### Location identification items:
= = =

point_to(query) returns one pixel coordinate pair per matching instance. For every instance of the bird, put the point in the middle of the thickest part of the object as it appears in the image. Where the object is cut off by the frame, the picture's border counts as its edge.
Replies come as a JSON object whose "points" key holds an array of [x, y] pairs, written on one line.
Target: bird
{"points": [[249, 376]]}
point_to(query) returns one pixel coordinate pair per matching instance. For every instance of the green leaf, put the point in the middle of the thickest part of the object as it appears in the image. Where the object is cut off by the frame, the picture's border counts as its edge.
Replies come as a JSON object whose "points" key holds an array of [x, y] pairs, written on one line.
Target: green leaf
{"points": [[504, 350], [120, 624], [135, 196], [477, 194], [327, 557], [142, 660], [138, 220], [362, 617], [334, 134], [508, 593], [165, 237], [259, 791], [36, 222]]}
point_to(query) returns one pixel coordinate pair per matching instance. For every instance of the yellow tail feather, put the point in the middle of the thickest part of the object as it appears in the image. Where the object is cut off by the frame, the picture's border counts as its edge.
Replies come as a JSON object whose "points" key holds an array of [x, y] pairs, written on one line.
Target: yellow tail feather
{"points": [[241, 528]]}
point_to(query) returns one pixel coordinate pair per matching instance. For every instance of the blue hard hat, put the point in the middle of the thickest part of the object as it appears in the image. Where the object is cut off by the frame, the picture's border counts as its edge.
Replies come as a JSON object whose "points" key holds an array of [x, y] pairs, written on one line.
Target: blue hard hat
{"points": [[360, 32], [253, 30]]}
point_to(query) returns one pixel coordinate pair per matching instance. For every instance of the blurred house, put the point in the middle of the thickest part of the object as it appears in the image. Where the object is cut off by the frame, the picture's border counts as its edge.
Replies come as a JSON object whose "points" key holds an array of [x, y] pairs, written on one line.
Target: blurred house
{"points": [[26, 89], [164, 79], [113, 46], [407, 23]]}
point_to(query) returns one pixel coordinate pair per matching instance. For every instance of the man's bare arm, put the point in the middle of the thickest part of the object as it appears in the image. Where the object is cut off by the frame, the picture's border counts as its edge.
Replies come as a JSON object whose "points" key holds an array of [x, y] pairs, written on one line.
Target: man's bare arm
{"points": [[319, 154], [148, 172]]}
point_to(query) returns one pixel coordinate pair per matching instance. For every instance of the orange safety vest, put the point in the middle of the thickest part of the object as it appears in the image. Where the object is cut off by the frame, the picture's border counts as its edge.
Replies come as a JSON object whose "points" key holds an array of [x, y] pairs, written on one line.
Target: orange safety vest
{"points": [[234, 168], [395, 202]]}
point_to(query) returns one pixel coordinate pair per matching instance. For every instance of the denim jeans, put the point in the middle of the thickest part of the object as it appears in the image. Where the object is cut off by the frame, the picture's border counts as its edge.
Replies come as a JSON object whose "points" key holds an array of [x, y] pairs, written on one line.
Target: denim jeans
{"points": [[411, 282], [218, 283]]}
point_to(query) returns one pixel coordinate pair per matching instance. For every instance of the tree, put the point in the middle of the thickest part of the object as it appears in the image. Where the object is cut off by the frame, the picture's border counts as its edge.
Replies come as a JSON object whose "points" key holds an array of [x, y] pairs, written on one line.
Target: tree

= = =

### SHORT TASK:
Render all the lines of the entries above as a numbered list, leaving out any blank lines.

### WRITTEN ANSWER:
1. point_to(query) returns one pixel coordinate pair per matching instance. For every instance of the bird, put the point in the middle of the thickest part of the object as it appears in the image. Where the object is cut off by the frame, the picture's border counts as its edge.
2. Replies come as a JSON object whose "points" key holds an array of [x, y] pairs, written on one line.
3. Target: bird
4. {"points": [[249, 376]]}
5. point_to(query) returns one pixel coordinate pair per matching instance. For every instance of the green leaf, put the point in the middle of the thickest part of the object as it appears in the image. Where the object is cut off by the frame, the picture's border counts as its edge.
6. Replies come as a JSON object whose "points" key holds an array of [x, y] pairs, written on one line.
7. Target: green leaf
8. {"points": [[504, 350], [120, 624], [135, 196], [477, 194], [327, 557], [142, 660], [138, 220], [362, 617], [334, 134], [508, 593], [165, 237], [259, 791], [36, 222]]}
9. point_to(query) returns one pixel coordinate pair per matching instance. For every instance of the yellow tail feather, put the point in the middle of the thickest part of the object as it appears in the image. Where the object is cut off by the frame, the picture's border counts as its edge.
10. Replies come as a JSON object whose "points" key holds an array of [x, y] pairs, written on one line.
11. Target: yellow tail feather
12. {"points": [[241, 528]]}
13. point_to(query) returns one pixel coordinate pair per matching instance. For every instance of the blue hard hat, put the point in the middle of the thickest part of the object as it appears in the image. Where the object is cut off by the frame, the picture's border counts as its edge.
14. Replies come as a JSON object whose "points" key holds an array of [x, y] pairs, written on one line.
15. Target: blue hard hat
16. {"points": [[360, 32], [253, 30]]}
17. point_to(query) returns one pixel coordinate pair per matching instance. For every instance of the blurred house, put the point in the middle of the thickest part of the object as it appears in the image. Where the object is cut off by the frame, the picture's border counts as its edge.
18. Replies come as a JSON object whose "points" key holds an array of [x, y] pairs, written on one line.
19. Target: blurred house
20. {"points": [[26, 89], [164, 79], [113, 46], [407, 23]]}
21. point_to(query) returns one pixel coordinate pair per matching instance. For every instance of the man's bare arm, put the point in the middle of the thickest part of the object as it appears in the image. Where the object is cut off by the frame, the picture's border counts as its edge.
22. Replies come as a JSON object whose "points" key holds an array of [x, y] pairs, written on one line.
23. Target: man's bare arm
24. {"points": [[319, 154], [148, 172]]}
25. point_to(query) returns one pixel coordinate pair per matching instance. For every instance of the orange safety vest, put the point in the middle of the thickest part of the object as it appears in the image. Where the object is cut off by the frame, the picture's border counts as its edge.
26. Replies come as a JSON object whose "points" key holds an array of [x, y] pairs, written on one line.
27. Target: orange safety vest
28. {"points": [[234, 168], [395, 202]]}
29. point_to(query) returns one pixel coordinate pair per matching instance. For every instance of the denim jeans, put the point in the middle of the thickest part of the object as it appears in the image. Where the object is cut off by the frame, the picture's border counts as its edge.
30. Replies come as a JSON object whose "points" key holds an array of [x, y] pairs, written on one line.
31. Target: denim jeans
32. {"points": [[411, 282], [218, 283]]}
33. point_to(query) returns one pixel coordinate pair per matching instance. For every instance of the tree, put the point in the middle of the thickest part of the object as it appears in the image. Where the object is cut off by the frame, the picture's border counts as its edge.
34. Replies come as a JSON object whose "points" key holds an array of [x, y] pairs, written on one line.
35. Target: tree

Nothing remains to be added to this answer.